— Start of Dataset entries —
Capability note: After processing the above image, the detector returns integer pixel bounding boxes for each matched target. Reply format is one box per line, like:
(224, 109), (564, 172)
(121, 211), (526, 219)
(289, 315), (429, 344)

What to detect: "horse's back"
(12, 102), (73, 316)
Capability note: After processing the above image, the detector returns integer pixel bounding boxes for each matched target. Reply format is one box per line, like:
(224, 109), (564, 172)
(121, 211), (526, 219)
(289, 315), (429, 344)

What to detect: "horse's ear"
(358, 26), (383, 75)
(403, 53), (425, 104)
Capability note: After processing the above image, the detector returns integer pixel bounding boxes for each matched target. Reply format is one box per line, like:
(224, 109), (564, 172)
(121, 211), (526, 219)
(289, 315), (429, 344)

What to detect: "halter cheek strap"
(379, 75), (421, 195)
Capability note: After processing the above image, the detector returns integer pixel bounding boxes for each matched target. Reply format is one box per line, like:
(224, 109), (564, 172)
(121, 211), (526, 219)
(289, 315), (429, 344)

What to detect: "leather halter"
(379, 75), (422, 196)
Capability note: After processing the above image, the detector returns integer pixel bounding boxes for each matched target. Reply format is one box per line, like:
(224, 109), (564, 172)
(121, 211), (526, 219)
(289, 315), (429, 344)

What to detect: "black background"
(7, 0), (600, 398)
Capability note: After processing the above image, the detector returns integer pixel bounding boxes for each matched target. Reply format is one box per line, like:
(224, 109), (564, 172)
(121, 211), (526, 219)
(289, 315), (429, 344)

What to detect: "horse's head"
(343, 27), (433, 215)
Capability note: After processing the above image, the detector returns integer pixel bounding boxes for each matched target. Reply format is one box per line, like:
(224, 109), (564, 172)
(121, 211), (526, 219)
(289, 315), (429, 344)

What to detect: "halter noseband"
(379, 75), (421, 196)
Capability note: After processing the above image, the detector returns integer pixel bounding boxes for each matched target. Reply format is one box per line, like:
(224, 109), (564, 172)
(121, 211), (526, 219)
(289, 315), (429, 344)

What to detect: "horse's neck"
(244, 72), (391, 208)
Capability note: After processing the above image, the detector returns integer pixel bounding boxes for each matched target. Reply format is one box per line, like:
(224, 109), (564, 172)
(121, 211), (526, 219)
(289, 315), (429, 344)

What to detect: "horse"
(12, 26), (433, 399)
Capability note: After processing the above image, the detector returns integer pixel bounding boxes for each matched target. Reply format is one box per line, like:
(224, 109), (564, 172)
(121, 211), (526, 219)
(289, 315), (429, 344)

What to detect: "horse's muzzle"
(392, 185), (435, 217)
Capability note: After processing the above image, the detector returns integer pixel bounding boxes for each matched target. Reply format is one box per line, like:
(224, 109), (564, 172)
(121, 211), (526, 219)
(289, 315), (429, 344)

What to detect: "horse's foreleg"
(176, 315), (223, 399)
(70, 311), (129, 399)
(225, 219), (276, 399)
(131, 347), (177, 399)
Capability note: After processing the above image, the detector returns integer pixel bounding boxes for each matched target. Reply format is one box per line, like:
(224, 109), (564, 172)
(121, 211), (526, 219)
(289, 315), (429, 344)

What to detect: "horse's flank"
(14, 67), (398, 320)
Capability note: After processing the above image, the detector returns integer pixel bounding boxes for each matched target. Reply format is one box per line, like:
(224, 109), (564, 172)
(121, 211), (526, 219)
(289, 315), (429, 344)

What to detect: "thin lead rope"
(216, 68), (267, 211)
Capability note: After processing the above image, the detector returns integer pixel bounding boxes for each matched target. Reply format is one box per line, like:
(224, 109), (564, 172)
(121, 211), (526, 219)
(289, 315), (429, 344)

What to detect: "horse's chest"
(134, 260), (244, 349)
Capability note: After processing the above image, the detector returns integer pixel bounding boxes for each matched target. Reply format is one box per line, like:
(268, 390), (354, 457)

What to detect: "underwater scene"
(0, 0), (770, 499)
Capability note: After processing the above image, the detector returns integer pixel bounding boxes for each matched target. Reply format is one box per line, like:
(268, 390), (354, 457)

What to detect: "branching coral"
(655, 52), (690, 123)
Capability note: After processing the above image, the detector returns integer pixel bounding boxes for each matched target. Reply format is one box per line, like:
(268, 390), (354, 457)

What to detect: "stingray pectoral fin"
— End of Dataset entries —
_Set problem_:
Copy out the stretch from the start of the rows through the line containing "(12, 102), (73, 316)", swapping "horse's back" for "horse's mane" and keeping everything else the same.

_Result_:
Capability note: After processing the above image, the detector returns integer pixel bounding boxes for each matched target. Reply format is one box per line, like:
(224, 109), (564, 172)
(121, 211), (526, 219)
(289, 315), (429, 344)

What to detect: "horse's mane"
(12, 102), (73, 316)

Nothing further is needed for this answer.